**Exercise:**
The answer should consist of all the records, written out word for word.

::::::::

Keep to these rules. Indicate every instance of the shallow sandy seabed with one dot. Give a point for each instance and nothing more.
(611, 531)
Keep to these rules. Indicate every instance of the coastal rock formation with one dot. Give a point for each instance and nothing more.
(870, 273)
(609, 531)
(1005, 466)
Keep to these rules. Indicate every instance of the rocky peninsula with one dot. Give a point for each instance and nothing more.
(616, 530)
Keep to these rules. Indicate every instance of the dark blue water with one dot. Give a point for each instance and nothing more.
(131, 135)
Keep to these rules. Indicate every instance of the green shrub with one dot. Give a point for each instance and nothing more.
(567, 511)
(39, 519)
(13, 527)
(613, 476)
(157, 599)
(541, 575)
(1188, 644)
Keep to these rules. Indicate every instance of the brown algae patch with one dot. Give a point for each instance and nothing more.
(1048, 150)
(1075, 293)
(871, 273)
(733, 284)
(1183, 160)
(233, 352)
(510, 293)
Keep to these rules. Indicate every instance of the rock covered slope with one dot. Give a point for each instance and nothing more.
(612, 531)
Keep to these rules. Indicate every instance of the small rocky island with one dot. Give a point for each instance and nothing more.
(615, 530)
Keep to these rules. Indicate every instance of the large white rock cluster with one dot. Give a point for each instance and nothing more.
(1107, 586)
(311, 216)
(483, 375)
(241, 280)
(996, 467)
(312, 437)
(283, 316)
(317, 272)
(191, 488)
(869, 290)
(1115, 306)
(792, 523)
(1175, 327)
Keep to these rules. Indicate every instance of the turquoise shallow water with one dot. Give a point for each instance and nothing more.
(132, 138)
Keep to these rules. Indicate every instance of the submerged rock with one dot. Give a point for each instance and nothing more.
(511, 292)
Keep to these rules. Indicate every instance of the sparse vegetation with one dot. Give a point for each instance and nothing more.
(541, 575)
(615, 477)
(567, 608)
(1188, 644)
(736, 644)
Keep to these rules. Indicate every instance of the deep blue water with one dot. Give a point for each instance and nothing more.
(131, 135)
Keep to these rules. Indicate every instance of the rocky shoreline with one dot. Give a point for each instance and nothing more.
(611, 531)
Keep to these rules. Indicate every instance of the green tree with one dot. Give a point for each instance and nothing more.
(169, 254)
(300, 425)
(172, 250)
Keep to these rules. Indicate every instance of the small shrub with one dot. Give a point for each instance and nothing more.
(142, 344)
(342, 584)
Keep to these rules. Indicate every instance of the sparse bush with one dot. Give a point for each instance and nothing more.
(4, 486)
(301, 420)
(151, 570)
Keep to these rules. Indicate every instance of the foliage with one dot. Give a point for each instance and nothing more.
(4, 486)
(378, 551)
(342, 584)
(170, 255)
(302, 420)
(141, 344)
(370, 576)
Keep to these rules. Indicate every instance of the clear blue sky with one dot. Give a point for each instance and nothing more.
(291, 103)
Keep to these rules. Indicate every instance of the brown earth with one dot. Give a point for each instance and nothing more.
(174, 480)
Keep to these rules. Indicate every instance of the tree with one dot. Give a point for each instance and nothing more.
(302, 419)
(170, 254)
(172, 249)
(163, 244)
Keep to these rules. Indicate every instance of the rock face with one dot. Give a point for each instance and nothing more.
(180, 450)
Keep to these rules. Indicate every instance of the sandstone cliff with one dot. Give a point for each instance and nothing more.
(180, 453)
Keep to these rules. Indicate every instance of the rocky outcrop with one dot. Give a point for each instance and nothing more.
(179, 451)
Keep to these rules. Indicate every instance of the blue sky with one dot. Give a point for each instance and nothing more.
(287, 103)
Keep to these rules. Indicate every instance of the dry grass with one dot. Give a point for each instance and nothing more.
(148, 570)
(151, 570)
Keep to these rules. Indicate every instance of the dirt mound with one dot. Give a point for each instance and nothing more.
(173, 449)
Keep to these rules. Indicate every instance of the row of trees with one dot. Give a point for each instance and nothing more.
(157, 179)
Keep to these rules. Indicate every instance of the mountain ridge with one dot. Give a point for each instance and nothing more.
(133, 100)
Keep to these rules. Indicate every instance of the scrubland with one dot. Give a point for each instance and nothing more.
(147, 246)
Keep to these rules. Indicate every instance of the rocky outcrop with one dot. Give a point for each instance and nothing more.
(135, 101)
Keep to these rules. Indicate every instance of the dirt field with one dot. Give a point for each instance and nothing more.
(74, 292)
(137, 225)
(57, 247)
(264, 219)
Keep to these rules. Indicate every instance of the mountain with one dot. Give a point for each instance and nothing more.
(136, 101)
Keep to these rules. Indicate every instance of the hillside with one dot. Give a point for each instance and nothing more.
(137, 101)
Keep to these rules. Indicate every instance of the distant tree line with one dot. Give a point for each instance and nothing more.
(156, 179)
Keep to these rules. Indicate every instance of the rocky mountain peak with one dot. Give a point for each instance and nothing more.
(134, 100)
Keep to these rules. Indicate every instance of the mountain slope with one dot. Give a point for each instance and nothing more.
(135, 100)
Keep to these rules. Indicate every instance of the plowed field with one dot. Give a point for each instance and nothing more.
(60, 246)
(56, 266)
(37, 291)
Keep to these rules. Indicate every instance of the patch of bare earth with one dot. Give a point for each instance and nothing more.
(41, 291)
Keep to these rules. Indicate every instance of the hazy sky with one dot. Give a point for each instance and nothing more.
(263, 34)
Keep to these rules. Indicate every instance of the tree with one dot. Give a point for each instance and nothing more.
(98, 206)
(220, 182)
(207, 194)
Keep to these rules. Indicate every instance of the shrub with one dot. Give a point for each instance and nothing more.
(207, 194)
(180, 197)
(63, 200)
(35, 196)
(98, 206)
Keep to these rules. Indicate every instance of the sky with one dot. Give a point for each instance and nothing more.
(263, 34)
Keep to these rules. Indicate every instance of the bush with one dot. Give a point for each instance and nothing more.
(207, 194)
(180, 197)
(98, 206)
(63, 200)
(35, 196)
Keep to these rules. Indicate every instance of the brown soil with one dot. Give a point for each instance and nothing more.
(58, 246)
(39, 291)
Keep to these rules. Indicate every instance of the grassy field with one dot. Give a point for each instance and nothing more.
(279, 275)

::::::::

**Solution:**
Keep to these rules. Indicate every instance of the shallow sandy seabed with one dot. Give a point for each instance and nothing more.
(611, 531)
Keep to these rules. Indicate every instance of the coastal rock formation with one dot. Give a point for each instance and nothing more.
(870, 273)
(609, 531)
(1005, 466)
Keep to these rules. Indicate every instance of the rocky peninsula with one dot. Give a point for each instance and nothing more.
(616, 530)
Keep to these rules. Indicate every instance of the dark blue water with one dot. Give a point for each instance and nothing more.
(131, 135)
Keep to these rules. Indicate every instance of the green shrub with one dot. Give a point for each instance and nothing more.
(567, 511)
(39, 519)
(13, 527)
(613, 476)
(157, 599)
(541, 575)
(1188, 644)
Keep to these rules. Indicate every instance of the brown algae patch with one dot. Give a point for each instance and nothing more.
(1048, 150)
(1075, 293)
(871, 273)
(733, 284)
(1183, 160)
(233, 352)
(510, 293)
Keep to these rules. Indicate every instance of the rock covered slope with one dot. Give a point for each instance and nothing more.
(612, 531)
Keep to these rules. Indicate every instance of the small rocky island with one dot. Give a point for each instance and nothing more.
(615, 530)
Keep to these rules. Indicate every instance of the large white rock cluster with one dot. Give a point for each instance and nothing more.
(1107, 586)
(311, 216)
(483, 375)
(241, 280)
(996, 467)
(312, 437)
(283, 316)
(317, 272)
(191, 488)
(869, 290)
(1115, 306)
(792, 523)
(1175, 327)
Keep to these rules. Indicate every instance of the turquoise shallow water with one dot. Give a point for each instance and nothing more.
(132, 138)
Keep to these rules. Indicate every instance of the submerged rock with one dot. Give a point for each instance and nothing more.
(511, 292)
Keep to these rules. Indicate every instance of the sparse vegetation with one dot. Give a point for each instance and nothing more.
(541, 575)
(615, 477)
(567, 608)
(1188, 644)
(736, 644)
Keep to these rules. Indicate every instance of the deep blue water with one dot. Give a point for each instance and nothing more.
(131, 135)
Keep to these rules. Indicate every instance of the rocky shoreline with one dot. Give a point for each instance and nothing more.
(611, 531)
Keep to these rules. Indicate every instance of the green tree with one dot. Give a point for each instance and nothing more.
(169, 254)
(300, 425)
(172, 250)
Keep to these rules. Indicate every instance of the small shrub with one dot. Give a point for each instance and nothing more.
(142, 344)
(342, 584)
Keep to these rules. Indicate every instance of the sparse bush with one dot. Give a point for each instance and nothing more.
(4, 486)
(301, 420)
(151, 570)
Keep to these rules. Indicate every instance of the foliage with one dot. Give a point for each instance and nothing more.
(4, 486)
(378, 551)
(342, 584)
(170, 255)
(302, 420)
(141, 344)
(370, 576)
Keep to these rules. Indicate every instance of the clear blue sky with one dot. Give a point for each instance and nothing more.
(291, 103)
Keep to these rules. Indicate every instance of the brown earth with one dot. Give a point for each instance and nothing more.
(174, 480)
Keep to these rules. Indicate every instance of the tree with one dot. Give a point for each instance and nothing more.
(302, 419)
(170, 254)
(172, 249)
(163, 244)
Keep to these rules. Indicate every instance of the rock face with one dot. Give a point for each instance and nothing more.
(180, 450)
Keep to these rules. Indicate every instance of the sandstone cliff with one dot. Give a point for each instance and nothing more.
(180, 453)
Keep to these rules. Indicate every instance of the rocky outcrop with one dot. Give a point for each instance and nothing more.
(179, 451)
Keep to these rules. Indicate every instance of the blue sky with one dot. Give a point for each instance and nothing more.
(287, 103)
Keep to these rules. Indicate every instance of the dry grass with one dot. Give a point for each instance and nothing more.
(148, 570)
(151, 570)
Keep to these rules. Indicate every instance of the dirt mound with one dot. Give a point for each instance and nothing more.
(173, 449)
Keep to these rules. Indicate every instance of the row of trees with one dot. Give a point for each instance and nothing more.
(157, 179)
Keep to these rules. Indicate every instance of the mountain ridge with one dot. Give a point for each instance and nothing more.
(133, 100)
Keep to these rules. Indicate every instance of the scrubland with one dot. Give a point for each instance and nothing more.
(147, 246)
Keep to these rules. Indicate every instance of the rocky outcrop with one dot. Give a point for each instance and nothing more.
(135, 101)
Keep to these rules. Indicate every instance of the dirt field with one dot. Give a point for each instance and nothing more.
(74, 292)
(137, 225)
(57, 247)
(264, 219)
Keep to these rules. Indicate every instance of the mountain with one dot. Give a point for each instance and nothing more.
(136, 101)
Keep to these rules. Indicate every instance of the hillside with one dot. Give a point for each instance and nothing more.
(137, 101)
Keep to these rules. Indicate every instance of the distant tree line with one dot. Give a point for each instance and nothing more.
(156, 179)
Keep to these rules. Indicate every instance of the rocky mountain peak with one dot. Give a point for each instance and nothing more.
(134, 100)
Keep to these rules. Indicate every instance of the mountain slope with one dot. Give a point for each instance and nothing more.
(135, 100)
Keep to these rules. Indicate every instance of the plowed field with one dot. Give a point for each instance and nothing more.
(60, 246)
(56, 266)
(37, 291)
Keep to these rules. Indicate every instance of the patch of bare earth with one dot. Give a point for each instance and nothing more.
(41, 291)
Keep to these rules. Indicate every instance of the hazy sky with one dot. Give a point for each instance and nothing more.
(263, 34)
Keep to these rules. Indicate every instance of the tree with one dot. Give a point for each instance and nothing more.
(98, 206)
(220, 182)
(207, 194)
Keep to these rules. Indicate every instance of the shrub with one dot. Give a point for each instance and nothing more.
(207, 194)
(180, 197)
(63, 200)
(35, 196)
(98, 206)
Keep to these rules. Indicate every instance of the sky with one dot. Give a point for each instance and nothing more.
(263, 34)
Keep to these rules. Indicate every instance of the bush with one dot. Give a point for each instance and nothing more.
(207, 194)
(180, 197)
(98, 206)
(63, 200)
(35, 196)
Keep to these rules. Indicate every instance of the brown soil with one dot. Give a point for each instance and nothing more.
(58, 246)
(39, 291)
Keep to these rules. Indicate every instance of the grassy field with one dot. Give a point for each instance and nothing more.
(279, 275)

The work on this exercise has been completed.